Please update the material below by changing every "thickest part" to "widest part" and leaving all other text as it stands.
━━━━
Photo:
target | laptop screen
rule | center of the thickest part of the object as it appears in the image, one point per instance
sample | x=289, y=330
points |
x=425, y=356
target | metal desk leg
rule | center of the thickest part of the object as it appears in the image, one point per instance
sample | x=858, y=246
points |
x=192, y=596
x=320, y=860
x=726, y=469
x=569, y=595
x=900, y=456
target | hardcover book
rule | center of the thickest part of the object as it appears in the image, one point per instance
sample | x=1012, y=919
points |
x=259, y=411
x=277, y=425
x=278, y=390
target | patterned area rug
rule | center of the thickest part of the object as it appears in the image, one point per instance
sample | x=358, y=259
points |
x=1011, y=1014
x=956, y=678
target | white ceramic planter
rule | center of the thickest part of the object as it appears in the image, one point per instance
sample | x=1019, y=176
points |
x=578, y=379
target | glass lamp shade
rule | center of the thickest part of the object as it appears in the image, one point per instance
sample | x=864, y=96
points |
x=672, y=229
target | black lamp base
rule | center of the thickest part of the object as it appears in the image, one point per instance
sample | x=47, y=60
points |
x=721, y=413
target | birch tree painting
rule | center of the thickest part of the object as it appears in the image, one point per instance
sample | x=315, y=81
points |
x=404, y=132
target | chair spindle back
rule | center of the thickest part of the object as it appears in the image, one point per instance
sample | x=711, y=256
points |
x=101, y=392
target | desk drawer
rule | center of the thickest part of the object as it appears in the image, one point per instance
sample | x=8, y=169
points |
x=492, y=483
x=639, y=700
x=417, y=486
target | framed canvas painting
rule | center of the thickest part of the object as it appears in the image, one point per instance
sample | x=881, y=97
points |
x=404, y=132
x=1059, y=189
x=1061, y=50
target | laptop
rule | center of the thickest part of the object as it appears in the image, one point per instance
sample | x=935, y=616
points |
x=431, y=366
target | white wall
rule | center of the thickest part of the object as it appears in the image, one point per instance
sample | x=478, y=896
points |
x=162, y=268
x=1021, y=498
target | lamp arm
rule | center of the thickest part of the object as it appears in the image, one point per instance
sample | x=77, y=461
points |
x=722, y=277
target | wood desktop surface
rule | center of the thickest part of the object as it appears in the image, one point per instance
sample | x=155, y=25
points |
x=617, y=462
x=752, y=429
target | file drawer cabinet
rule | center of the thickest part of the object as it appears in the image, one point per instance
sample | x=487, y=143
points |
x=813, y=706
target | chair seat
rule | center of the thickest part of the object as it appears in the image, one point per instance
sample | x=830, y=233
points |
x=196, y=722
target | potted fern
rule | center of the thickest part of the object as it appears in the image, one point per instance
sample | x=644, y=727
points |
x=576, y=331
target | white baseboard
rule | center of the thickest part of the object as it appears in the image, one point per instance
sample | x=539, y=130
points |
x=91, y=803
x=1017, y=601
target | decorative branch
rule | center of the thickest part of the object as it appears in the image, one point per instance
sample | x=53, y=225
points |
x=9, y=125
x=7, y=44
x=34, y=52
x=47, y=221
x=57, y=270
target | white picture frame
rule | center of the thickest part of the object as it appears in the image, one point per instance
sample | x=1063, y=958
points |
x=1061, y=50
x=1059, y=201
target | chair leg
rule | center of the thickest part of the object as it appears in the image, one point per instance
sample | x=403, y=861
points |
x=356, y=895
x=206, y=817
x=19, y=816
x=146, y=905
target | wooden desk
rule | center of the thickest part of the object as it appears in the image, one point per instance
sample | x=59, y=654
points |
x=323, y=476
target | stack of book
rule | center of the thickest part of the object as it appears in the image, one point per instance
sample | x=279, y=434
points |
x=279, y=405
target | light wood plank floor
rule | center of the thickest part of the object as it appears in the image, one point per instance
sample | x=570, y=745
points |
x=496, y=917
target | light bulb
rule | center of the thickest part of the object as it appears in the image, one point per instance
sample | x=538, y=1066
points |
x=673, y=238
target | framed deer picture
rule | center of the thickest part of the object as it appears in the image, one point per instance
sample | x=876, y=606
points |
━━━━
# Task solution
Photo:
target | laptop screen
rule | center of the widest part of the object as it appears in the image, one point per instance
sample | x=289, y=330
points |
x=425, y=356
target | metal desk leg
rule | center of the widest part of the object as it appears in the image, one point per instance
sample | x=858, y=246
points |
x=192, y=596
x=320, y=860
x=726, y=469
x=569, y=595
x=900, y=456
target | hardcover book
rule | center of the widest part of the object as it appears in the image, one point per instance
sample | x=1012, y=919
points |
x=259, y=411
x=277, y=425
x=278, y=390
target | patterned area rug
rule | center of the widest part of the object as it appears in the image, one point per instance
sample | x=358, y=259
points |
x=1011, y=1014
x=956, y=678
target | white ceramic planter
rule | center of the widest part of the object as it appears in the image, one point per instance
sample | x=1019, y=176
points |
x=578, y=379
target | glass lamp shade
rule | center of the widest part of the object as it appears in the image, one point per instance
sample | x=864, y=96
points |
x=672, y=229
target | black lamp base
rule | center of the widest part of the object as it appears in the image, one point per instance
sample | x=47, y=60
points |
x=721, y=413
target | birch tree painting
rule | center of the widest part of the object as it appears in the image, one point per instance
sample | x=315, y=81
points |
x=404, y=132
target | chair spindle back
rule | center of the widest part of the object as it appears in the image, one point per instance
sample | x=711, y=256
points |
x=101, y=392
target | desk drawer
rule | center of the widest part of the object as it appears in the image, one point per instance
sample | x=8, y=169
points |
x=492, y=483
x=639, y=700
x=417, y=486
target | framed canvas painting
rule | center of the widest part of the object as it appears in the image, one point per instance
sample | x=881, y=97
points |
x=404, y=132
x=1059, y=189
x=1061, y=50
target | laptop
rule | center of the widest part of the object as it appears in the image, one point per instance
sample | x=935, y=616
points |
x=431, y=366
target | white wall
rule | center of the widest part of the object as it appears in the image, one point per instance
sample | x=478, y=896
points |
x=162, y=268
x=1021, y=498
target | lamp arm
rule | center of the widest part of the object as it appears in the image, one point per instance
sample | x=77, y=461
points |
x=722, y=277
target | wood desktop surface
rule | center of the widest part of the object as it appears in the image, one point per instance
sample | x=155, y=25
points |
x=617, y=462
x=752, y=429
target | file drawer cabinet
rule | center of the widest part of the object as it appears in the image, one point per instance
sample | x=487, y=143
points |
x=813, y=706
target | chair seat
rule | center of the widest part of the object as it appears in the image, one point per instance
sample | x=830, y=233
points |
x=196, y=722
target | potted fern
rule | center of the widest part of the object as it appears in the image, one point per instance
sample | x=644, y=727
points |
x=576, y=331
target | white baseboard
rule | center of the widest part of the object as it appears in the image, one point per instance
sample | x=539, y=130
points |
x=91, y=803
x=1017, y=601
target | decorative branch
rule | center of the widest part of the object as it appears in the image, one point per instance
sample | x=53, y=225
points |
x=9, y=125
x=7, y=44
x=34, y=52
x=47, y=221
x=57, y=270
target | white picture frame
rule | center of the widest part of the object as it appears in the image, one point per instance
sample | x=1063, y=958
points |
x=1061, y=50
x=1059, y=201
target | chair leg
rule | center of the widest part of the object as it appears in the image, one point per instance
sample | x=403, y=861
points |
x=356, y=895
x=206, y=817
x=19, y=816
x=146, y=905
target | wooden desk
rule | center of the widest part of the object as it appears in the image, one point per instance
sample | x=59, y=654
points |
x=323, y=476
target | stack of book
rule | center of the widest part of the object as it appears in the image, one point per instance
sample | x=279, y=434
points |
x=279, y=405
target | light wood plank floor
rule | center of the widest part of the object as it appears in the image, one point per instance
sample | x=570, y=745
points |
x=496, y=917
target | light bulb
rule | center of the widest part of the object as it appears in the image, one point per instance
sample | x=538, y=1066
points |
x=673, y=238
target | framed deer picture
rule | center of the widest part of the object as it appears in the image, one point per instance
sample | x=876, y=606
points |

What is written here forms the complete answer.